**SOURCE DOCUMENT**.
Strategic Advisor Agreements and Warrants

 

On July 29, 2025, and in connection with the launch of the Company’s digital asset treasury strategy, the Company entered into a Strategic Advisor Agreement with each of Pink Sands Group, LLC, Cyber, Moode LLC, Moon Cat, LLC, Zorba Investments LLC, Purple Poseidon LLC, Tentacle Holdings LLC, PCAO LLC, Johnny Foxtrot LLC and New Island Advisors LLC (collectively, the “Strategic Advisors” and the “Strategic Advisor Agreements”). Pursuant to the Strategic Advisor Agreements, the Strategic Advisors agreed to provide the Company advice from time to time regarding the ETH treasury strategy, including on ETH purchase and staking strategies and such other areas as may be mutually determined by the Strategic Advisor and the Company from time to time (the “Services”). In consideration for agreeing to provide the Services, the Company granted on the same day the Strategic Advisors warrants to purchase an aggregate of 4,557,233 shares of the Company’s Common Stock (the “Strategic Advisor Warrants”). In the event the Company consummates a debt offering within sixty (60) days of the closing of the August 4, 2025 private placement, the Company agreed to grant additional warrants to purchase shares of the Company’s Common Stock to the Strategic Advisors pursuant to the Strategic Advisor Agreements with an exercise price equal to the greater of (i) the conversion price of such Debt Offering and (ii) the minimum price required by Nasdaq at the time of execution of any such Debt Offering plus $1.25.

 

The Strategic Advisor Agreements include customary restrictions on the use of confidential information, limits of liability of each party, and customary representations and warranties of the parties. The Strategic Advisor Agreements have a term of 30 months, unless otherwise terminated with the mutual agreement of the parties, or by either party, upon the breach of the agreement by the other, and failure to cure within ten (10) days.

 

The per share exercise price of each Strategic Advisor Warrant is equal to $27.75, which is $1.25 above the Stock Purchase Price. The exercise price and the number of shares of Common Stock issuable upon exercise of each of the Strategic Advisor Warrants is subject to appropriate adjustment in the event of certain stock dividends, stock splits, stock combinations, or similar events affecting the Common Stock. The Strategic Advisor Warrants are exercisable any time after Closing in cash or by means of a cashless exercise and will not expire until the date the Strategic Advisor Warrants are fully exercised. The Strategic Advisor Warrants may not be exercised if the aggregate number of shares of Common Stock beneficially owned by the holder thereof (together with its affiliates or anyone acting as a group with such Strategic Advisor) immediately following such exercise would exceed a specified beneficial ownership limitation; provided, however, that a holder may increase or decrease the beneficial ownership limitation by giving prior written notice to the Company (61 days’ notice for increases), but not to any percentage in excess of 19.99%.

**DATA LINES**.
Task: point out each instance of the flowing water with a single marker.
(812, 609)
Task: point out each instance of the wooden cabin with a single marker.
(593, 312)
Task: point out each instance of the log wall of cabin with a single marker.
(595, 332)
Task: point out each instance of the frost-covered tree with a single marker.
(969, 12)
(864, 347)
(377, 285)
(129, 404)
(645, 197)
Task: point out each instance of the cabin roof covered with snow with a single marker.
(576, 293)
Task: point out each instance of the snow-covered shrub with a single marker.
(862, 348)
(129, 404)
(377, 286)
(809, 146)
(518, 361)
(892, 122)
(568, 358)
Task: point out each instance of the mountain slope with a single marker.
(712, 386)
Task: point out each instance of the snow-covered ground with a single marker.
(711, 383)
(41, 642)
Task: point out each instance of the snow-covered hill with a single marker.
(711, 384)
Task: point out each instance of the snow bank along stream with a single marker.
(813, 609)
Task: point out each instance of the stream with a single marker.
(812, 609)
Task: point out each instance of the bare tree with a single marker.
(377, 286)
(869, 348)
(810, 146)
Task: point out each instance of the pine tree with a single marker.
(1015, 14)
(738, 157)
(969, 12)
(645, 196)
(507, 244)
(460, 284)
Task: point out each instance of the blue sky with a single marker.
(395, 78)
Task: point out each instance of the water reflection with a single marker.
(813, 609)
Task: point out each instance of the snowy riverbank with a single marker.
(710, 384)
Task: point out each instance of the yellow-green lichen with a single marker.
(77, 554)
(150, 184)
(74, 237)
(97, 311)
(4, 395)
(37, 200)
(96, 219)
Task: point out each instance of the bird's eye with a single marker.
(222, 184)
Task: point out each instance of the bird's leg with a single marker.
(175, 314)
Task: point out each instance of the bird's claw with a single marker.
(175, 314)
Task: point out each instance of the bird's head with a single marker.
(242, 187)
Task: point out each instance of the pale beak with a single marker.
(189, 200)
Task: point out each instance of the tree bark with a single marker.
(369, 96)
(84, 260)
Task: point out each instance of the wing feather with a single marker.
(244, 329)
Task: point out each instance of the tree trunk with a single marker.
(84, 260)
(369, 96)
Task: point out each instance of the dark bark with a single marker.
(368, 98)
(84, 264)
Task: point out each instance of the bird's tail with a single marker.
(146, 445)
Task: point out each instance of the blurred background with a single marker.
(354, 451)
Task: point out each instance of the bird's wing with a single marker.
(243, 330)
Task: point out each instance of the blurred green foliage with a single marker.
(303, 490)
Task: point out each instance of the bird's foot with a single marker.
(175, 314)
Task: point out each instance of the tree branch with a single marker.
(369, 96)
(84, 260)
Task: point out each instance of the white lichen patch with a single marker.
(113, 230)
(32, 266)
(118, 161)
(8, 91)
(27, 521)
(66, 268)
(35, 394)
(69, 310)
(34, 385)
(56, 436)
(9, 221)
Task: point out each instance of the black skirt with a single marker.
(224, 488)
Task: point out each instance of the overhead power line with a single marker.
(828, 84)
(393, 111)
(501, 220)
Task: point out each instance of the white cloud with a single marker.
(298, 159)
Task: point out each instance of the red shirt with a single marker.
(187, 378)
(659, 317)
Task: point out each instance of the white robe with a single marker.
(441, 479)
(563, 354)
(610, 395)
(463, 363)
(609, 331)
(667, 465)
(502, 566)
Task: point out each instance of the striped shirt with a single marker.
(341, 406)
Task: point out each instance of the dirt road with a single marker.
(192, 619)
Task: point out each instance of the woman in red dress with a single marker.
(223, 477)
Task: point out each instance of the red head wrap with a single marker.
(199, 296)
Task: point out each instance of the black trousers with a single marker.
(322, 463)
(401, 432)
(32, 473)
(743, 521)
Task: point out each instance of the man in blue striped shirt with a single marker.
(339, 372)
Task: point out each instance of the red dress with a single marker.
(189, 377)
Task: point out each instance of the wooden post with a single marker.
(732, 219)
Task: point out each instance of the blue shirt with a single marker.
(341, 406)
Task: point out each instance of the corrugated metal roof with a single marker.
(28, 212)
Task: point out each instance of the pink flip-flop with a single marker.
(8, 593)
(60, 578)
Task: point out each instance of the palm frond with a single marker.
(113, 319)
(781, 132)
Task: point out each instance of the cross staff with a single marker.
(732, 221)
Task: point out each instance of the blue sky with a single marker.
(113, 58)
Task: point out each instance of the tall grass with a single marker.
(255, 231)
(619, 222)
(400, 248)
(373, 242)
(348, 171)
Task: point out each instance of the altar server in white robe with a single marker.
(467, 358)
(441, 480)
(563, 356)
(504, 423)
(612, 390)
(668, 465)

**STATED PROBLEM 1**.
List every term that the advisor agreement text defines within quotation marks.
**STATED PROBLEM 2**.
Reproduce the lines of the records from the line containing "Task: point out each instance of the blue shirt" through the final line of the records, including both ends.
The advisor agreement text and the records are unrelated to each other.

**FINISHED ANSWER 1**.
Strategic Advisors
Strategic Advisor Agreements
Services
Strategic Advisor Warrants

**FINISHED ANSWER 2**.
Task: point out each instance of the blue shirt with a single marker.
(341, 406)
Task: point out each instance of the corrugated metal roof with a single marker.
(28, 212)
Task: point out each instance of the pink flip-flop with a single marker.
(8, 593)
(60, 578)
Task: point out each instance of the palm frond with a single marker.
(113, 319)
(781, 132)
Task: point out each instance of the cross staff with a single marker.
(732, 221)
Task: point out each instance of the blue sky with a single marker.
(113, 58)
Task: point out each instance of the tall grass with a single marker.
(255, 231)
(619, 222)
(400, 248)
(373, 242)
(348, 171)
Task: point out each instance of the altar server in white robe with a single marker.
(467, 358)
(441, 480)
(563, 356)
(504, 423)
(612, 390)
(668, 465)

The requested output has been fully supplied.